§ Written instruction: Reproduce the part of the quantum-bench usage text that begins at the words "quantum-bench experiment run" and stops after "and runtime comparisons.".

§ Quoted text:
Run a quantum-volume-style circuit:

quantum-bench run quantum-volume --backend cirq --n-qubits 4 --depth 4 --seed 42

Draw a circuit with a native SDK renderer:

quantum-bench draw ghz --backend cirq --n-qubits 5
quantum-bench draw qft --backend pennylane --n-qubits 5 --save-path artifacts/qft_pennylane.png
quantum-bench draw ghz --backend tket --n-qubits 5 --save-path artifacts/ghz_tket.txt

Save JSON and plots:

quantum-bench compare ghz --backends cirq pennylane braket_local --n-qubits 5 --save-json artifacts/ghz.json --save-plot artifacts/ghz.png

Save distribution, heatmap, noise-quality, and suite plots:

quantum-bench run grover --backend cirq --n-qubits 3 --marked-state 101 --save-distribution artifacts/grover_distribution.png
quantum-bench compare ghz --backends cirq pennylane --n-qubits 4 --save-heatmap artifacts/ghz_heatmap.png
quantum-bench noise-sweep ghz --backend cirq --n-qubits 4 --save-quality-plot artifacts/noise_quality.png
quantum-bench suite smoke --backends cirq --save-suite-plot artifacts/smoke_runtime.png

Save CSV:

quantum-bench compare ghz --backends cirq pennylane --n-qubits 5 --save-csv artifacts/ghz.csv

Compare saved results and fail on regressions:

quantum-bench diff artifacts/baseline.json artifacts/current.json --relative-threshold 0.05 --fail-on-regression
quantum-bench bundle artifacts/current.json --output artifacts/current_bundle
quantum-bench diff artifacts/baseline.csv artifacts/current.csv --metric runtime_seconds

Generate a Markdown report:

quantum-bench report artifacts/current.json --output artifacts/current_report.md

Use packaged comparison presets:

quantum-bench preset list
quantum-bench preset show algorithmic --save-json artifacts/algorithmic_manifest.json
quantum-bench preset run runtime --backends cirq pennylane qiskit_aer --save-report artifacts/runtime_report.md

Run a named suite:

quantum-bench suite smoke --backends cirq --summary
quantum-bench suite standard --backends cirq pennylane braket_local --save-csv artifacts/standard.csv
quantum-bench suite standard --list-cases --save-json artifacts/standard_manifest.json

Run a reproducible experiment manifest:

quantum-bench experiment run examples/manifests/runtime_scaling.json

For more complete workflows, result interpretation, and Python examples, see USAGE.md.

Benchmark Suite

GHZ

Generates GHZ states for configurable qubit counts. Ideal output is concentrated on 00...0 and 11...1.

QFT

Implements the Quantum Fourier Transform for structural and runtime comparisons.

§ Material provided:
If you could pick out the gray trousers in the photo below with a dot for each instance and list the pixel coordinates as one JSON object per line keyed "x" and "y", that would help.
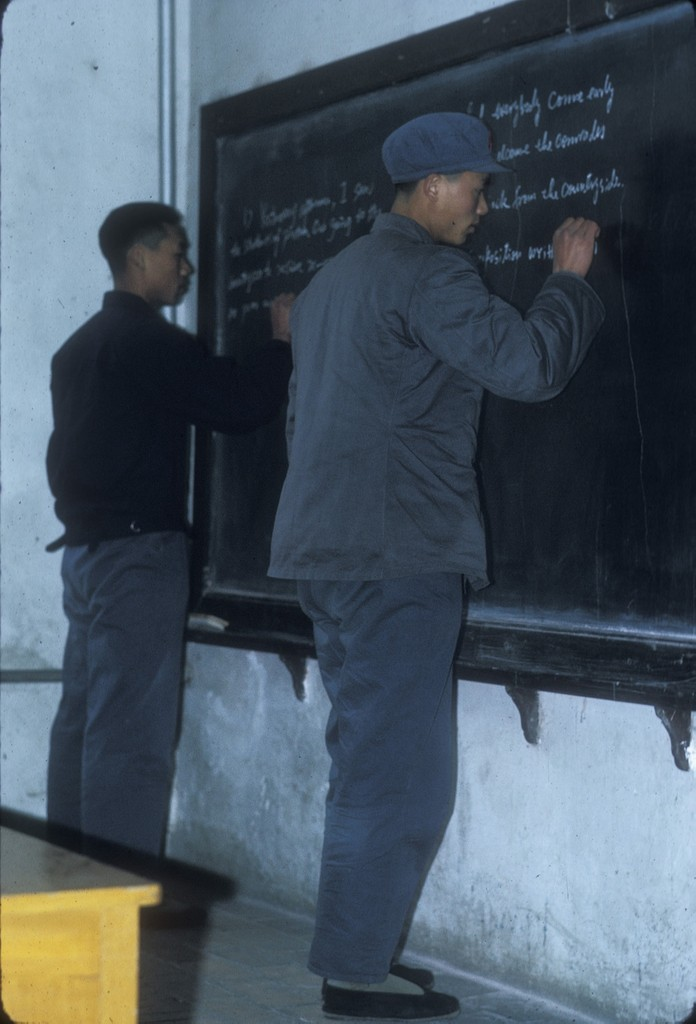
{"x": 112, "y": 744}
{"x": 386, "y": 650}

§ Output of the exercise:
quantum-bench experiment run examples/manifests/runtime_scaling.json

For more complete workflows, result interpretation, and Python examples, see USAGE.md.

Benchmark Suite

GHZ

Generates GHZ states for configurable qubit counts. Ideal output is concentrated on 00...0 and 11...1.

QFT

Implements the Quantum Fourier Transform for structural and runtime comparisons.